*** TASK INPUTS ***

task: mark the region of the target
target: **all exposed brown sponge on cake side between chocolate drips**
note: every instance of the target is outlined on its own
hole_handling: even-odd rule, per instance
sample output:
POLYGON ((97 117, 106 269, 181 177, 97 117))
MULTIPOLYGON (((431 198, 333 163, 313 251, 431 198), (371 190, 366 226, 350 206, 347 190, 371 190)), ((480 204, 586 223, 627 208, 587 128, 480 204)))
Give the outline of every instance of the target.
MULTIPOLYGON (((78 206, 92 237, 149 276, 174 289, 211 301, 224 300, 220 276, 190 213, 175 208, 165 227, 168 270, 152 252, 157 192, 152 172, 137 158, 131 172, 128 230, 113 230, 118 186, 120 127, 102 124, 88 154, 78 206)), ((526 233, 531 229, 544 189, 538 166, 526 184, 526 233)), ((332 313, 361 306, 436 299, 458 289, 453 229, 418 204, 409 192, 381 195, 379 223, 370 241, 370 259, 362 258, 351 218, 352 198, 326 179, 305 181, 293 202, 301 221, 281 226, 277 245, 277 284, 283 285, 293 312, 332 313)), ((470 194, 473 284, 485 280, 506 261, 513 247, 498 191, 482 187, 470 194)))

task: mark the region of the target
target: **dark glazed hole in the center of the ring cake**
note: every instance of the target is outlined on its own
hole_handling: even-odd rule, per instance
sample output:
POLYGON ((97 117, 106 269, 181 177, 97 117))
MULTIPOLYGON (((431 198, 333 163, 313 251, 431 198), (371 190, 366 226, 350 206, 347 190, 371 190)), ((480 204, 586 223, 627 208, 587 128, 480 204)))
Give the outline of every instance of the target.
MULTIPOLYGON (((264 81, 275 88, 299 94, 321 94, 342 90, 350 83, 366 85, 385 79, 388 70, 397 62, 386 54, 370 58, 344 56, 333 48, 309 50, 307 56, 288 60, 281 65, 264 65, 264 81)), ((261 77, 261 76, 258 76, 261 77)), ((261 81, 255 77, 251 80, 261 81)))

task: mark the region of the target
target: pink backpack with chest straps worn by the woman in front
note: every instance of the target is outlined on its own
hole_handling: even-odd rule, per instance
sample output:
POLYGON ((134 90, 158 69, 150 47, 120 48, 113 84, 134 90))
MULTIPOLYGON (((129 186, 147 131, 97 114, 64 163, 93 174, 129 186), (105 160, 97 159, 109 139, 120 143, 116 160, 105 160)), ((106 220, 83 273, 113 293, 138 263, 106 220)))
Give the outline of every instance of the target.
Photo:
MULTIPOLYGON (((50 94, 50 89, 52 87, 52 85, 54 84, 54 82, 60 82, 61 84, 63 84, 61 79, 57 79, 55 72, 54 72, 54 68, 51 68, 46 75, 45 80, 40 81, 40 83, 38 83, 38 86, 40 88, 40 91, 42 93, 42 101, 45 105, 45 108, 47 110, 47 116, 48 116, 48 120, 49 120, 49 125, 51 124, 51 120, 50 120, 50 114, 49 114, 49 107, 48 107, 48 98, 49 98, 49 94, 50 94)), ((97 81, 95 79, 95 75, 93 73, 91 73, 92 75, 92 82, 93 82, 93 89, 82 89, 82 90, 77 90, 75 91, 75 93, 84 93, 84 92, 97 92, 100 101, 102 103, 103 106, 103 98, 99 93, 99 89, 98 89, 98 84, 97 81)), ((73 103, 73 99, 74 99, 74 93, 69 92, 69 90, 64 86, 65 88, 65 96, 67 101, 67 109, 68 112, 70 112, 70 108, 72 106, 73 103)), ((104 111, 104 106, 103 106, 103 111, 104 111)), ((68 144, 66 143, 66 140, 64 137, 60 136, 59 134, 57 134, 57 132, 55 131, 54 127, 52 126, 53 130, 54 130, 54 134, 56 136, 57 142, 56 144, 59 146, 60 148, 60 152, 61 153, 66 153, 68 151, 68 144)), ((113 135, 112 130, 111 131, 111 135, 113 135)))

*** End of TASK INPUTS ***
*** TASK INPUTS ***

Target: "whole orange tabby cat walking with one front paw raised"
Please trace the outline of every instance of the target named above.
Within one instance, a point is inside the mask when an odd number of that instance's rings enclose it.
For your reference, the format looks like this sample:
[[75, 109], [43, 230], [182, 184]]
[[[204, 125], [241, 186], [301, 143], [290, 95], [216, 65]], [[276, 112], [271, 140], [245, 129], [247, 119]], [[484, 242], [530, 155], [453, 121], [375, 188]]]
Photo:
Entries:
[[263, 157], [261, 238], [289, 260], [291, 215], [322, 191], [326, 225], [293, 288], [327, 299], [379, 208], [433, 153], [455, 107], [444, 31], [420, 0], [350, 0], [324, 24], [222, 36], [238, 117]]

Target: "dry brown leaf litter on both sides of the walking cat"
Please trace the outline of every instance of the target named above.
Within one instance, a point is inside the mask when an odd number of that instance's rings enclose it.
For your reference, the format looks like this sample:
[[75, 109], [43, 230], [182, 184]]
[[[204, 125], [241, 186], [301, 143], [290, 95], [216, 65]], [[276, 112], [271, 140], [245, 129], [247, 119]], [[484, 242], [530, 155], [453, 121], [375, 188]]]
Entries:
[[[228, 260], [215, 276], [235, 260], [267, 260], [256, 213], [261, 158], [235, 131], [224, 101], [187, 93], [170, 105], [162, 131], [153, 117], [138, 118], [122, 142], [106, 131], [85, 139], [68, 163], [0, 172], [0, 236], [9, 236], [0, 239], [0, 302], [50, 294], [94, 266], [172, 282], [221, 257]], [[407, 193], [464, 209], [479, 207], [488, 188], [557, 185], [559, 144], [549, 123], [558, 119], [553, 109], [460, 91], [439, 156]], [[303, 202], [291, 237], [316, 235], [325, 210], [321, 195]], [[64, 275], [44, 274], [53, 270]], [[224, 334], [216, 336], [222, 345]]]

*** End of TASK INPUTS ***
*** TASK INPUTS ***

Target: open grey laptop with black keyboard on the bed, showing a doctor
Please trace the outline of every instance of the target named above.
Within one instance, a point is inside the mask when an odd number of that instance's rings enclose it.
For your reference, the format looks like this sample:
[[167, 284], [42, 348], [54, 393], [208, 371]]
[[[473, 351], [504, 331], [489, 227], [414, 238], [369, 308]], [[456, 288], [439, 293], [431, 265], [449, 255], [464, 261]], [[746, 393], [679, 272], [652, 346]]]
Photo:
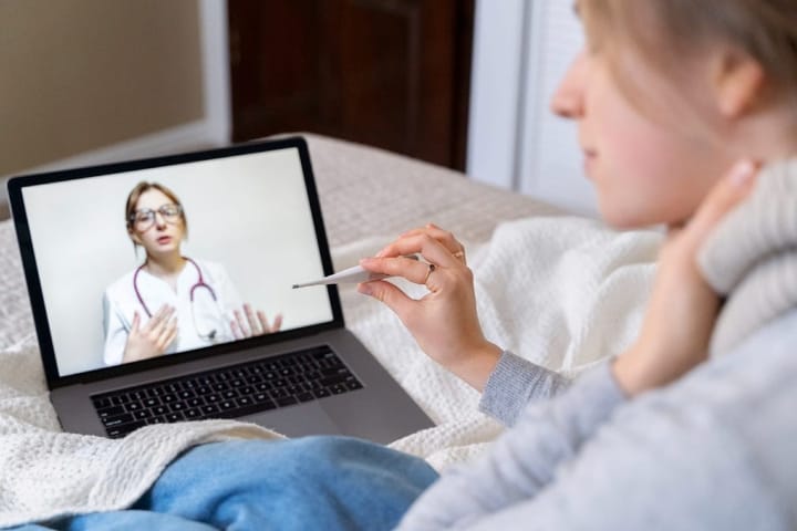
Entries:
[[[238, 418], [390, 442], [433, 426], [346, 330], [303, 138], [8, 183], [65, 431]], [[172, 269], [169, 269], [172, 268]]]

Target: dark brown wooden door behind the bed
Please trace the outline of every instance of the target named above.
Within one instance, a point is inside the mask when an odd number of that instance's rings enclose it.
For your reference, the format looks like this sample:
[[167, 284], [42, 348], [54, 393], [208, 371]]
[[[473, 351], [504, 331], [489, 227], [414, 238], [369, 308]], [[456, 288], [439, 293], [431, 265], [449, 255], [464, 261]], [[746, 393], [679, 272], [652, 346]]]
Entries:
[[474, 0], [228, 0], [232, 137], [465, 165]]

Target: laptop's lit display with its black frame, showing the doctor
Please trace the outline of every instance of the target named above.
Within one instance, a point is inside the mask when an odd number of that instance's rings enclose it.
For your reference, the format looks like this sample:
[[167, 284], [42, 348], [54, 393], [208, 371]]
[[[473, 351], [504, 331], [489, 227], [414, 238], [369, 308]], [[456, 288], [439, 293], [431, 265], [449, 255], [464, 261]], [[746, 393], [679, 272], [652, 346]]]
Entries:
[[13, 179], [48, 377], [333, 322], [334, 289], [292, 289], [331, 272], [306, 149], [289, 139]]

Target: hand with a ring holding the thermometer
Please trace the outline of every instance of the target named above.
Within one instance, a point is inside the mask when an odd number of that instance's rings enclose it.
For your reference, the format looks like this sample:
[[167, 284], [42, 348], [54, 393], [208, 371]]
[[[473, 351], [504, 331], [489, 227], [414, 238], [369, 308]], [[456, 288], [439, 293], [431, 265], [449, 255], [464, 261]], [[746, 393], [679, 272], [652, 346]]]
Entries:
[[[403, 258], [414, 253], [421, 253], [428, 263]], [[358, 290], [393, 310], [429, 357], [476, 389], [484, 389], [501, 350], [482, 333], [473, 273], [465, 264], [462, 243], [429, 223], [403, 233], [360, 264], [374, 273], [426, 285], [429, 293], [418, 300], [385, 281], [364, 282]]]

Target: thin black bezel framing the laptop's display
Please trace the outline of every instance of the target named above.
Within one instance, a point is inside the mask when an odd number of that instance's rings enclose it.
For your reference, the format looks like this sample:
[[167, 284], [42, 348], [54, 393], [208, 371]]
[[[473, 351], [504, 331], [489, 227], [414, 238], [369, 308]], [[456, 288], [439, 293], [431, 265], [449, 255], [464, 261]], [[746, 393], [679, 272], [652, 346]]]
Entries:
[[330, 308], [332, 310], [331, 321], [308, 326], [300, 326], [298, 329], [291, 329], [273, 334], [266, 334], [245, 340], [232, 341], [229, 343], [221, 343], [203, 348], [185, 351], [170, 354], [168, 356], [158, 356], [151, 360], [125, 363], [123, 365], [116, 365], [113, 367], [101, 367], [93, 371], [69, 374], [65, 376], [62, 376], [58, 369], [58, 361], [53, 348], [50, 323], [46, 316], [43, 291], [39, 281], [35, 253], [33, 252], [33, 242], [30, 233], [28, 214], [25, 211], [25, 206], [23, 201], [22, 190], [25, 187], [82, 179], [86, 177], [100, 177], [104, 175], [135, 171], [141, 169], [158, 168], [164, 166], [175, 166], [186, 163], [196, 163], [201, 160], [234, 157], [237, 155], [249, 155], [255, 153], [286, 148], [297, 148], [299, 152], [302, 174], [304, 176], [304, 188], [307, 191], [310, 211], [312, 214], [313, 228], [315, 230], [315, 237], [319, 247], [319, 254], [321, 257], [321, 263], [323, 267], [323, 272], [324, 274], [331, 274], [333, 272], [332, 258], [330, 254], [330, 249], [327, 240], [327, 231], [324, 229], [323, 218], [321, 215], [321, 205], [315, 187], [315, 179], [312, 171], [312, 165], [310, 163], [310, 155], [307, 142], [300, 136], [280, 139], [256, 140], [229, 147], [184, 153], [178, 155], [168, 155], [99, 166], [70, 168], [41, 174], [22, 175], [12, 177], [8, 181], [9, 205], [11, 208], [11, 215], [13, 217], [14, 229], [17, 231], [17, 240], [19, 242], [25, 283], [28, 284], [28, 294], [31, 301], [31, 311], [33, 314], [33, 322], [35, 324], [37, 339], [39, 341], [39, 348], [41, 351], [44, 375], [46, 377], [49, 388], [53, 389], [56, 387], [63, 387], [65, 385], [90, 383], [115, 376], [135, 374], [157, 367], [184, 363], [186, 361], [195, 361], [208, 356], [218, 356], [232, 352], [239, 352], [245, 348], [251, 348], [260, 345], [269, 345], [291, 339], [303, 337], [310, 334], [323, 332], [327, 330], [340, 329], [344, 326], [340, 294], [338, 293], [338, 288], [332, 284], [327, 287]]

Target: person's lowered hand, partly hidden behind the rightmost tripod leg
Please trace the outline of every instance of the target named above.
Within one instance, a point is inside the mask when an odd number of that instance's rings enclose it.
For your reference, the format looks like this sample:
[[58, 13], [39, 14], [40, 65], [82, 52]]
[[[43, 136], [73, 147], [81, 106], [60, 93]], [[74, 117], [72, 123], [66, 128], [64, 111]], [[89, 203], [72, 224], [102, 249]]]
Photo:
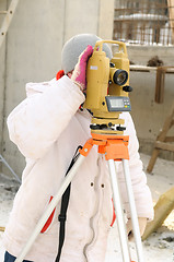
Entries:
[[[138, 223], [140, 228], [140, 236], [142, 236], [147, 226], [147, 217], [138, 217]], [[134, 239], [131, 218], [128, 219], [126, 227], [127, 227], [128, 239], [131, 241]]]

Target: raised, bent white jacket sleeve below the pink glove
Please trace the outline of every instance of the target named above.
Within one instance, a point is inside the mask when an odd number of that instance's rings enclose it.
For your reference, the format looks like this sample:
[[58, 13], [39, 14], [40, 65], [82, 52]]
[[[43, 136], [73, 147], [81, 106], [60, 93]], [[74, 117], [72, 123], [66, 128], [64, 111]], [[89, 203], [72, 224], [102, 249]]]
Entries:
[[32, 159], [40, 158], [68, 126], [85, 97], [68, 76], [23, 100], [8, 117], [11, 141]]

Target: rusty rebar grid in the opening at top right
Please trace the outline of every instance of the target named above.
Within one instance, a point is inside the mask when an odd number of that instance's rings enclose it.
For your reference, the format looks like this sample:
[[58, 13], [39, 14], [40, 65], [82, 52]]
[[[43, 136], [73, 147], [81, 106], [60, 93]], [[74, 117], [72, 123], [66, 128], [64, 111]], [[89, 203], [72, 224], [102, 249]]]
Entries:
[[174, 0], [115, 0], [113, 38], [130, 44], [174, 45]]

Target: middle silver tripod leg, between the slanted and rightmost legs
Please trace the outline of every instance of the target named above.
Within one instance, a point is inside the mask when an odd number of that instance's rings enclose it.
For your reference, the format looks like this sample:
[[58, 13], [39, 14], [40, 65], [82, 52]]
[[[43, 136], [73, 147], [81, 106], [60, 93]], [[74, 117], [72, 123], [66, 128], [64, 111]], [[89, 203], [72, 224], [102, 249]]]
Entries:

*** End of TASK INPUTS ***

**PROBLEM DETAILS:** Return only the lines of the records in which the string "laptop" appears.

**OUTPUT OF THE TASK:**
Target: open grey laptop with black keyboard on the bed, showing a doctor
Target: laptop's lit display with its black frame, showing the doctor
Target: thin black bezel framing the laptop's display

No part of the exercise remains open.